__Exercise__. Exclude images and print all the records verbatim.
[The data Boundary: Start]
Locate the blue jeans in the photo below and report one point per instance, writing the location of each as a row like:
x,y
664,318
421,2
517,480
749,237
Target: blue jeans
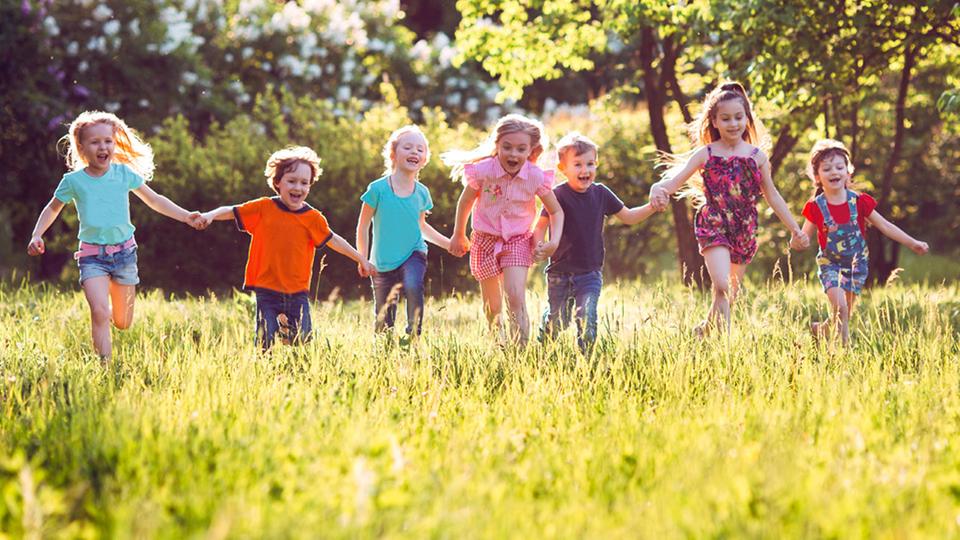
x,y
387,287
295,307
565,291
[The data Boundary: End]
__Response__.
Locate the blue jeans in the photo below and report one point per instance, writing the location of each as a row like:
x,y
664,318
421,2
517,480
749,237
Target: blue jeans
x,y
387,287
295,307
565,291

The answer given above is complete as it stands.